Start of Records to process
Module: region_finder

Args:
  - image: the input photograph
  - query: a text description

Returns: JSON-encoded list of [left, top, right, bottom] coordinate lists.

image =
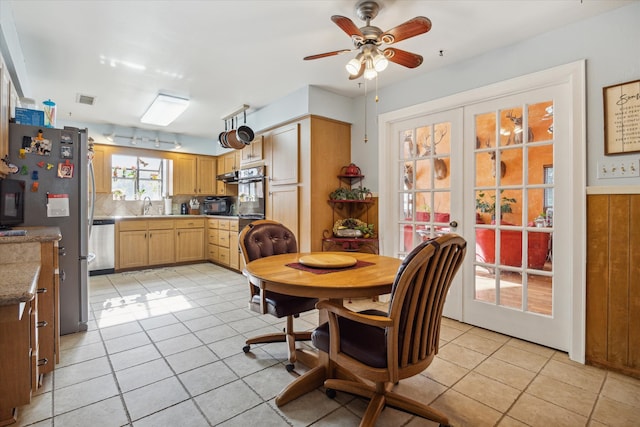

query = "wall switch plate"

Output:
[[598, 159, 640, 179]]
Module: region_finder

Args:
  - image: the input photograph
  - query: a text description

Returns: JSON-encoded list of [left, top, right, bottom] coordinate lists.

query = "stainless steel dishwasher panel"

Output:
[[89, 219, 116, 276]]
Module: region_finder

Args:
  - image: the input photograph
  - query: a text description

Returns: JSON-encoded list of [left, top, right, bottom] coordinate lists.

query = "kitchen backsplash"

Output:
[[94, 194, 204, 218]]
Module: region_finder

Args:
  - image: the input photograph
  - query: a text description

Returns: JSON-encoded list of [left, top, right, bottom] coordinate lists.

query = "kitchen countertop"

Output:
[[0, 227, 62, 244], [104, 215, 238, 221], [0, 261, 40, 314]]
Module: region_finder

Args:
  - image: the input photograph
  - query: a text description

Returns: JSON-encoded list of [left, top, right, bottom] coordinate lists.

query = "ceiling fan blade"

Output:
[[331, 15, 364, 38], [303, 49, 351, 61], [380, 16, 431, 44], [382, 47, 423, 68], [349, 62, 364, 80]]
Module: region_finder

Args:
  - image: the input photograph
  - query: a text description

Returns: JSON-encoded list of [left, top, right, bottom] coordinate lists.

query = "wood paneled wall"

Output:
[[586, 194, 640, 378]]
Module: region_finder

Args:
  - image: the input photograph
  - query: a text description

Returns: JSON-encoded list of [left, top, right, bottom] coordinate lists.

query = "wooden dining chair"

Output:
[[238, 220, 318, 371], [311, 234, 466, 427]]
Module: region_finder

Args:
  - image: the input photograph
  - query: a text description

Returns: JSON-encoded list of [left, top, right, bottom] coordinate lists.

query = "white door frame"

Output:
[[378, 60, 586, 363]]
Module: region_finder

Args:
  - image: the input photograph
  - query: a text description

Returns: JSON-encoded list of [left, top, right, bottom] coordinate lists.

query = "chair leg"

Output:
[[360, 393, 385, 427], [386, 392, 449, 426]]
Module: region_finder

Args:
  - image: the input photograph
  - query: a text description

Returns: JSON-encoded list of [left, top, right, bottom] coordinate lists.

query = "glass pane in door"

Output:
[[398, 122, 451, 256], [474, 101, 554, 315]]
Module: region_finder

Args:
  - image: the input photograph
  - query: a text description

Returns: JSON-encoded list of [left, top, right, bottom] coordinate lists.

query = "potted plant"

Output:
[[333, 218, 375, 238], [476, 190, 517, 219]]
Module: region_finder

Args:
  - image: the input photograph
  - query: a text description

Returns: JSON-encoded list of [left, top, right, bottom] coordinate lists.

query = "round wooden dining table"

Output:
[[244, 252, 402, 406]]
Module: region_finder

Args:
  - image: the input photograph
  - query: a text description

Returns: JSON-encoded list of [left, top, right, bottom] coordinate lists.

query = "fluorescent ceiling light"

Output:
[[140, 94, 189, 126]]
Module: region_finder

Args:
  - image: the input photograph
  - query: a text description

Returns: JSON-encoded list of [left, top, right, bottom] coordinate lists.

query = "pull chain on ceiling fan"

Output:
[[304, 1, 431, 80]]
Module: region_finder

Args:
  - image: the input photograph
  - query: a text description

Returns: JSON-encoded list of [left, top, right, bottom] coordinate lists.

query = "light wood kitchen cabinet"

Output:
[[262, 116, 351, 252], [240, 135, 263, 166], [116, 220, 149, 269], [222, 150, 240, 173], [116, 219, 175, 269], [208, 218, 239, 270], [267, 123, 300, 185], [173, 155, 216, 196], [175, 218, 205, 262], [0, 61, 12, 169], [0, 296, 32, 425], [196, 156, 217, 196], [147, 219, 176, 265], [92, 145, 111, 194], [37, 241, 60, 374]]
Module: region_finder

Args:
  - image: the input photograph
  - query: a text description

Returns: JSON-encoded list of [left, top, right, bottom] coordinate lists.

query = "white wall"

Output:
[[351, 3, 640, 191]]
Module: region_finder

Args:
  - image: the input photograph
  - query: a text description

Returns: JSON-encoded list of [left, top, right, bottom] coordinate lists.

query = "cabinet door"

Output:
[[0, 61, 11, 166], [198, 156, 216, 196], [229, 230, 240, 270], [224, 153, 237, 173], [173, 155, 197, 195], [118, 230, 149, 268], [92, 146, 111, 194], [267, 185, 299, 236], [176, 227, 204, 262], [149, 228, 176, 265], [267, 123, 300, 185], [240, 135, 262, 166]]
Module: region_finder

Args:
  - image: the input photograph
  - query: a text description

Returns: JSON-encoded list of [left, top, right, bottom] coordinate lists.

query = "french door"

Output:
[[379, 63, 583, 352], [462, 86, 572, 350], [392, 109, 463, 319]]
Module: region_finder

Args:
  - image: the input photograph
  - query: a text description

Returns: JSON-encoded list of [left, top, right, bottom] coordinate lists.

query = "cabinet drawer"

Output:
[[218, 231, 229, 248], [149, 219, 173, 230], [118, 220, 147, 231], [207, 244, 219, 261], [218, 248, 229, 266], [176, 218, 204, 228]]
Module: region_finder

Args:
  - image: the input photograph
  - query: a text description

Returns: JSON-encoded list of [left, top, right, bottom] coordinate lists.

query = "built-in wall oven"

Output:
[[238, 166, 265, 226]]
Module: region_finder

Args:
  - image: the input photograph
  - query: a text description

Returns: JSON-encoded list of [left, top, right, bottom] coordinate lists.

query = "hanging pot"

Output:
[[236, 125, 255, 145]]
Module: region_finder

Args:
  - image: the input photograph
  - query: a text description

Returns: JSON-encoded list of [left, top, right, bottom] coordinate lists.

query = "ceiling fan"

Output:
[[304, 0, 431, 80]]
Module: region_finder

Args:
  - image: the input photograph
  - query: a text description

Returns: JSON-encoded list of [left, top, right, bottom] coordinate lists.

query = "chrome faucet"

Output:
[[142, 196, 151, 215]]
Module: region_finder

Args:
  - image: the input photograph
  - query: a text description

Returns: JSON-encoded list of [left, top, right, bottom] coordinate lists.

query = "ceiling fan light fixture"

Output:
[[373, 49, 389, 72], [362, 58, 378, 80], [345, 53, 362, 76], [140, 93, 189, 126]]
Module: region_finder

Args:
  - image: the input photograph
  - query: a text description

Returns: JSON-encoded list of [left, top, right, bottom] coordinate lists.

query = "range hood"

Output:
[[216, 171, 238, 183]]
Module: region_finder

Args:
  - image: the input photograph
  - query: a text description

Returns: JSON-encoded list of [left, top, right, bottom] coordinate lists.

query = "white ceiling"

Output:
[[5, 0, 631, 140]]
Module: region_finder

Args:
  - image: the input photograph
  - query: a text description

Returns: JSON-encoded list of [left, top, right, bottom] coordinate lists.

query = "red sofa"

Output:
[[476, 228, 550, 270]]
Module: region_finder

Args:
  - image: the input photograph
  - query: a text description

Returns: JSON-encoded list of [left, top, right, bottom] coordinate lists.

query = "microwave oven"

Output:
[[202, 196, 235, 215]]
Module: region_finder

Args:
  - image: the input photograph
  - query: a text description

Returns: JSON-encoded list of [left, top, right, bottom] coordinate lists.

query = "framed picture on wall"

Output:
[[602, 80, 640, 155]]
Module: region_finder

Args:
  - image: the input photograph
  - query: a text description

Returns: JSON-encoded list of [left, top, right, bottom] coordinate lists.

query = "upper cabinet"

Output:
[[92, 145, 111, 194], [263, 116, 351, 252], [0, 61, 12, 173], [173, 154, 216, 196], [240, 135, 263, 165], [267, 123, 300, 185]]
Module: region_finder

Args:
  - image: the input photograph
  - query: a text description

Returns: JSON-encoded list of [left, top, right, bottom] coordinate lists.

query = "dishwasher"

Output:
[[89, 219, 116, 276]]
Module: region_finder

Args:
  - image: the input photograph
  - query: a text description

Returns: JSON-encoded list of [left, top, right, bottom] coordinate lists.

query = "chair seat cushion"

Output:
[[251, 292, 318, 318], [311, 310, 387, 368]]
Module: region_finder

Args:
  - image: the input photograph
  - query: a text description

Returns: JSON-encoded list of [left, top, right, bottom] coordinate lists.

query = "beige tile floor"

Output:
[[12, 264, 640, 427]]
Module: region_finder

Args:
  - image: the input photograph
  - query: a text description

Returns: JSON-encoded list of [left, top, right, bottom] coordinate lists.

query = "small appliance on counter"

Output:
[[202, 196, 235, 216]]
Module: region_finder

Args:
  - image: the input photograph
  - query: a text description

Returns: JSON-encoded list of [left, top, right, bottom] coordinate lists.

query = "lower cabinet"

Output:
[[176, 218, 205, 262], [0, 240, 60, 426], [116, 218, 205, 270], [207, 219, 240, 270]]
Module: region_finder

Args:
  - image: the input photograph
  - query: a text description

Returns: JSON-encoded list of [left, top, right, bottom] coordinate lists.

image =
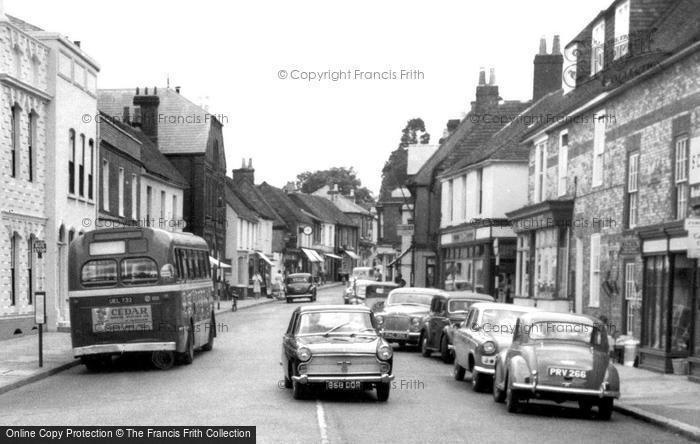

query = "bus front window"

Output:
[[80, 259, 117, 287], [120, 257, 158, 285]]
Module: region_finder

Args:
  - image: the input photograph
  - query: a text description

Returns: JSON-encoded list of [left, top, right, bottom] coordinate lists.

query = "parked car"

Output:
[[343, 279, 398, 311], [493, 312, 620, 420], [453, 302, 537, 392], [375, 287, 445, 348], [284, 273, 317, 303], [281, 305, 394, 402], [420, 291, 494, 363]]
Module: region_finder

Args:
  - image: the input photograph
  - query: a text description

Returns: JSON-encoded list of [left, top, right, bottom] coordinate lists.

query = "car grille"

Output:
End of Records to process
Work to complete:
Please gather every line above that contains the word "light" and copy each one in full.

Output for this task:
query = "fluorescent ceiling light"
query = "light wood kitchen cabinet"
query = "ceiling fan light fixture"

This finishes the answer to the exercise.